# START OF INFORMATION PROVIDED
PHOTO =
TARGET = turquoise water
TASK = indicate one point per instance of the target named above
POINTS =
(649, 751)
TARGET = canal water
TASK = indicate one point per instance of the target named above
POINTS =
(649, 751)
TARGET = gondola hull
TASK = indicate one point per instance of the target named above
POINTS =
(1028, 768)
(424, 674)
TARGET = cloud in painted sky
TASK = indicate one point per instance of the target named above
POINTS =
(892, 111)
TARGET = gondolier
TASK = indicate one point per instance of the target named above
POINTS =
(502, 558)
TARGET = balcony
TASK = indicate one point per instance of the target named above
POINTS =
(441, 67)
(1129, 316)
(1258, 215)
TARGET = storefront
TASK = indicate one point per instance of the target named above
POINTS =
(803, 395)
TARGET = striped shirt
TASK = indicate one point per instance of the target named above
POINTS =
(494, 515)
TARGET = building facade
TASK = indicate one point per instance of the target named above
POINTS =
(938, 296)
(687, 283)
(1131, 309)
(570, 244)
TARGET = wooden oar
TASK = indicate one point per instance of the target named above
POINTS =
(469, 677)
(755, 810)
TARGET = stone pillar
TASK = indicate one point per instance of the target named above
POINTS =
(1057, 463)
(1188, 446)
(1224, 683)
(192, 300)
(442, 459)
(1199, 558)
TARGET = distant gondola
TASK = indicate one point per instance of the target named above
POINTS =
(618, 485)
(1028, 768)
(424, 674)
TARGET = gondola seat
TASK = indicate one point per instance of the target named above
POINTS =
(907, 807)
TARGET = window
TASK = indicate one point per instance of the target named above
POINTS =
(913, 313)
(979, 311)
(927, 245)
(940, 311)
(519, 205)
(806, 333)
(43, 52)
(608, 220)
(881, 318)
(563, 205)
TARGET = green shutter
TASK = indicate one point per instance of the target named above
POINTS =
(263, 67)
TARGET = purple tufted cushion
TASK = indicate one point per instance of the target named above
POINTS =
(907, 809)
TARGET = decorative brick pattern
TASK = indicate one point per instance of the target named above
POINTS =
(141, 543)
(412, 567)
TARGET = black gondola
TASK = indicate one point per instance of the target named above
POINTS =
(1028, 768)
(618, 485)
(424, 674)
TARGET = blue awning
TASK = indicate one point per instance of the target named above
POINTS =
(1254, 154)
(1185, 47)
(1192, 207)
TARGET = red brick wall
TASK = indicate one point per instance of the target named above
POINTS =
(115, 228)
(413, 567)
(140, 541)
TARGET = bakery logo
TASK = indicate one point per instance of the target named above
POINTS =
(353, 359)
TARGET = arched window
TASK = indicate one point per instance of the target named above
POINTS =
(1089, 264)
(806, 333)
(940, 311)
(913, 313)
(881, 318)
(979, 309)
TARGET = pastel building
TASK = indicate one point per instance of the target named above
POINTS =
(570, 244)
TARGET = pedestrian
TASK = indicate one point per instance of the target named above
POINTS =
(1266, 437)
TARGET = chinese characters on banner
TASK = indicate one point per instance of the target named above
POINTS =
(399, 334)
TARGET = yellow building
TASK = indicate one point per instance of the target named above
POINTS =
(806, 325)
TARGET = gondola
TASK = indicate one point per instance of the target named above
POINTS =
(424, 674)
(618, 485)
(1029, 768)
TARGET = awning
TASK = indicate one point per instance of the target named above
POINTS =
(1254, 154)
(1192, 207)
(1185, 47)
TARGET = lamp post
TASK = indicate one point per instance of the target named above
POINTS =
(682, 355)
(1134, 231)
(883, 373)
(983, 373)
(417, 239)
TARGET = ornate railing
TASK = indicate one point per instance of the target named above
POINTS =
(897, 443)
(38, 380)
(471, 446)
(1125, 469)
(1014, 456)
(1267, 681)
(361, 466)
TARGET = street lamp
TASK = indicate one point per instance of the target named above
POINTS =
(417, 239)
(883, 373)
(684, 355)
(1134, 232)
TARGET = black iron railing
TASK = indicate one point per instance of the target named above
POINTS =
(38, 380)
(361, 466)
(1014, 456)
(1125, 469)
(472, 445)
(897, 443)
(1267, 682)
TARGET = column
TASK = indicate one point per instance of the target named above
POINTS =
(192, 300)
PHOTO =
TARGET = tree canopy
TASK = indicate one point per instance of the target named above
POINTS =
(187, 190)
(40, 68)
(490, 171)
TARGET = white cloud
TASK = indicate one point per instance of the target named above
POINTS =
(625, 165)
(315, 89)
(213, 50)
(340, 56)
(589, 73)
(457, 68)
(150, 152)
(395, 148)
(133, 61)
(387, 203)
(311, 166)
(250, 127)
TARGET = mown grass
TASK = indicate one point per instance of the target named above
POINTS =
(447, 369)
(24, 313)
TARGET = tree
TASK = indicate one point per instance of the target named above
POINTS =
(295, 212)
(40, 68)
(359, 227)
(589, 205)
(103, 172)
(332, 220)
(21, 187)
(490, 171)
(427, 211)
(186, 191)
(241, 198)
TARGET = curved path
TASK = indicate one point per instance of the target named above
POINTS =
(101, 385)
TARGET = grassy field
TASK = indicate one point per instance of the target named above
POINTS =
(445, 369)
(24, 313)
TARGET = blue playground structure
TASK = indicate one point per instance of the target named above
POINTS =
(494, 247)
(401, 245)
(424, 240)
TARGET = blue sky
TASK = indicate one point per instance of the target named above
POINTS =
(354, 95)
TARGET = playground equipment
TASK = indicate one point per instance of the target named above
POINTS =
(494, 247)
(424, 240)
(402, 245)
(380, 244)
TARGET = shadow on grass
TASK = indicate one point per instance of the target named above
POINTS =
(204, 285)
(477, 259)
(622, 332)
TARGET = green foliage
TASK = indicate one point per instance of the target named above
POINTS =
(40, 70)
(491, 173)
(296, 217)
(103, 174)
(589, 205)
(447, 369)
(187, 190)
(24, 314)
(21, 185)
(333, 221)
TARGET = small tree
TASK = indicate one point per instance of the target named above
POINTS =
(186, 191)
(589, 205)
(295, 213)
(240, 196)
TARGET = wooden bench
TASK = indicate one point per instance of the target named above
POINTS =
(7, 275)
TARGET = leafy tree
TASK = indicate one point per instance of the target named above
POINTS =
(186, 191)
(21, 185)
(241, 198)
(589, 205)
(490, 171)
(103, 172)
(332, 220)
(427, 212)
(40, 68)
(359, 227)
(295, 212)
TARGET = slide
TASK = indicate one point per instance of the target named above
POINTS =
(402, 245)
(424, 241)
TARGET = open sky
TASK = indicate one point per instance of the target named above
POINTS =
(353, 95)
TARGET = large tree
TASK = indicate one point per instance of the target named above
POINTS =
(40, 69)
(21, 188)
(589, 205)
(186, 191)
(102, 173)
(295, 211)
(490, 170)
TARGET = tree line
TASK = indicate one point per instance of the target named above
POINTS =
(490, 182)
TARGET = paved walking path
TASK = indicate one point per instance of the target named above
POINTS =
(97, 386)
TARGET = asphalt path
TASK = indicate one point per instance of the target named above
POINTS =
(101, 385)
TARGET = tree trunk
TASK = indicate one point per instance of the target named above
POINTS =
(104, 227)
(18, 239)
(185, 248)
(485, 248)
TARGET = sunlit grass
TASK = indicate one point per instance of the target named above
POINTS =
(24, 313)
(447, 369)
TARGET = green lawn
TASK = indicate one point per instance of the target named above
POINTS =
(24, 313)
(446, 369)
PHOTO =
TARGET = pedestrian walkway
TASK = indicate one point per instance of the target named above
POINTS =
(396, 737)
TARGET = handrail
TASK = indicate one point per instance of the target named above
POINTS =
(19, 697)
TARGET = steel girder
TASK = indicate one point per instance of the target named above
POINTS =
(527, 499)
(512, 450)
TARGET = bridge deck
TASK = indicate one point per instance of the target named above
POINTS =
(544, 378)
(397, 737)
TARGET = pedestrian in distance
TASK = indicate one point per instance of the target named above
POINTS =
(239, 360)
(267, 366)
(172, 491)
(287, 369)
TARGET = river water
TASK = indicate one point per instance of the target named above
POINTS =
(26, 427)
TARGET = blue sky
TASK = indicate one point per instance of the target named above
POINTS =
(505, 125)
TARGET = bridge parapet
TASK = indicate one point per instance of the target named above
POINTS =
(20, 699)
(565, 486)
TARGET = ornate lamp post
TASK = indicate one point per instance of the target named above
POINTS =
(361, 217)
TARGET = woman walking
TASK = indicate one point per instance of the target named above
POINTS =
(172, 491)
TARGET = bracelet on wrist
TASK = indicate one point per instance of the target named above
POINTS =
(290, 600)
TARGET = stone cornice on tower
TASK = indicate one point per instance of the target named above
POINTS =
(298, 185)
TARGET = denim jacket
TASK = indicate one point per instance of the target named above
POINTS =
# END OF INFORMATION PROVIDED
Extract every line from the one containing "TARGET = paved walking path" to the end of the entries, including both of those lines, exactly as given and with nothing added.

TARGET = paved walking path
TASK = indicate one point per instance of the target named above
POINTS =
(97, 386)
TARGET = asphalt path
TASK = indicate one point per instance of the target named above
POINTS =
(101, 385)
TARGET = tree trunk
TASK = indicate one point per instance of the target named above
POINTS =
(104, 227)
(18, 239)
(185, 248)
(485, 248)
TARGET = sunlit grass
TASK = indicate one point per instance of the target named above
POINTS =
(24, 313)
(447, 369)
TARGET = green lawn
TASK = indicate one point per instance of the target named above
POINTS =
(24, 313)
(446, 369)
PHOTO =
TARGET = pedestrian walkway
TASK = indicate one point per instance of the target named above
POINTS =
(396, 737)
TARGET = handrail
TASK = indicate one point per instance of the target named above
POINTS =
(19, 697)
TARGET = steel girder
TASK = indicate one point per instance of the target named above
POINTS =
(527, 499)
(512, 450)
TARGET = bridge deck
TASK = indicate one point per instance of the target named above
POINTS =
(544, 378)
(397, 737)
TARGET = pedestrian in distance
TASK = indicate one point per instance of the target named above
POINTS =
(239, 360)
(267, 366)
(172, 491)
(287, 369)
TARGET = river water
TASK = indicate one point per instance of the target named above
POINTS =
(26, 427)
TARGET = blue sky
TASK = indicate one point per instance of the target named above
POINTS =
(505, 125)
TARGET = bridge parapet
TASK = indicate one point per instance of the target named above
POINTS =
(20, 699)
(565, 486)
TARGET = ornate lamp post
TASK = indicate one point per instance of the target named above
POINTS =
(361, 217)
TARGET = woman walking
TASK = indicate one point per instance of the target named above
POINTS =
(172, 491)
TARGET = bracelet on wrist
TASK = indicate one point per instance of the target named above
POINTS =
(290, 600)
TARGET = stone cornice on tower
TASK = indicate one point per instance of the target named above
POINTS =
(298, 185)
TARGET = denim jacket
TASK = indicate one point per instance of the target named above
POINTS =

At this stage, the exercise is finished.